> _Page excerpt_
Chronic Optrodes - Spatially-defined co-alignment of implantable fiber optics with silicon neural probes

Our chronic nano-Drives are designed to precisely co-align fiber cannulas alongside our silicon neural probes with spatially defined separation (300 or 650 microns between the fiber and probe) so as to minimize local tissue damage arising from the fiber, whilst maintaining proximity to the neurons being recorded to spill sufficient light power to drive your expressed target opsin. Our solution to the problem of uniting silicon neural probe microelectrodes with fiber optics allows both devices to be moved through the brain together in a freely-behaving animal, such that your electrodes are always in the right place with respect to your light-emission.

> _Data for review_
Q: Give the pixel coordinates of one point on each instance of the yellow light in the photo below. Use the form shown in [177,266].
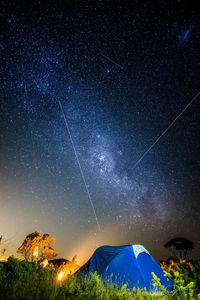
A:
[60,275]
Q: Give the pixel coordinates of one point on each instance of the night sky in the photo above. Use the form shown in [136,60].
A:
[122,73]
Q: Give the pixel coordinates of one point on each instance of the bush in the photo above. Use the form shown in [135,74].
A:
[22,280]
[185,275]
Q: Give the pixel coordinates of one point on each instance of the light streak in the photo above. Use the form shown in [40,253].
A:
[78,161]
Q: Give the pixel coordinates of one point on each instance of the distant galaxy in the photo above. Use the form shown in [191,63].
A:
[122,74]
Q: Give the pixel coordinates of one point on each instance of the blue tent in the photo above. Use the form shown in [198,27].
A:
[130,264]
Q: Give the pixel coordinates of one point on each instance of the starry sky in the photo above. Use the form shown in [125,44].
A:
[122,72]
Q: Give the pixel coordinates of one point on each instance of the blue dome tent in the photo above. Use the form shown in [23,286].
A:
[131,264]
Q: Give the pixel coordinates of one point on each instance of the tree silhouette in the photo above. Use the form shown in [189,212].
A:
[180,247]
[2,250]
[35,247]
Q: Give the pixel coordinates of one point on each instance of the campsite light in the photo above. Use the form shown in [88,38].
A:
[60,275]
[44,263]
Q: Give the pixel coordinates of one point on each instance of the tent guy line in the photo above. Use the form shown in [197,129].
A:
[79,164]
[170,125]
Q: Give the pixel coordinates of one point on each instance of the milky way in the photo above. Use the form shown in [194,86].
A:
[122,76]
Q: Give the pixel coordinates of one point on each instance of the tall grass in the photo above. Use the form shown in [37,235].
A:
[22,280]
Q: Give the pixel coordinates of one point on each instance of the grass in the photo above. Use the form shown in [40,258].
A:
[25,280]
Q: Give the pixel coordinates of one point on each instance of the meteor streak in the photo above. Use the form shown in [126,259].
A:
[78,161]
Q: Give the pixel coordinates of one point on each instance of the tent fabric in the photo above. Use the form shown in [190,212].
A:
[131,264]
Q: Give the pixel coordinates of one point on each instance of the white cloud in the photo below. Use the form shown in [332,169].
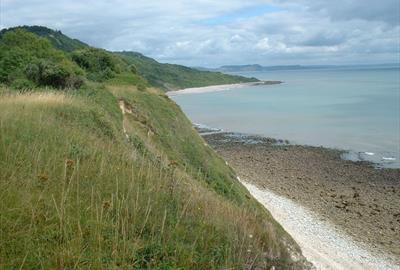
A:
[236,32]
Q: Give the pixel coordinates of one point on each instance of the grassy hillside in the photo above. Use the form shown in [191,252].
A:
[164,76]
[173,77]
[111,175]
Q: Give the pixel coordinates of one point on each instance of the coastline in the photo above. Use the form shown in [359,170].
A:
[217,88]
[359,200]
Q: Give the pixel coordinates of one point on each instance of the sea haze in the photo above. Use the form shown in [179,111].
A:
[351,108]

...

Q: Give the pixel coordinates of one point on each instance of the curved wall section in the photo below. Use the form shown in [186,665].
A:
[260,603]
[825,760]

> _The problem_
Give a continuation of the text on chronic optrodes, picking up after its last sentence. The listing has nothing to do with what follows.

> _Answer space_
The chronic nano-Drives can also accommodate a fluidic injection guide-cannula alongside your optrode assembly - this facilitates an all-in-one approach whereby your chosen vector can be micro-injected at the end of your implant surgery via the guide-cannula, thereby guaranteeing that your optrode assembly will pass through your opsi-injected target. This innovative approach reduces mis-targeting errors within individual animals and makes redundant the traditional and error-prone approach of two surgeries; i.e. surgery (1) = injection and incubation time, surgery (2) = optrode implant by approximating the injection target location!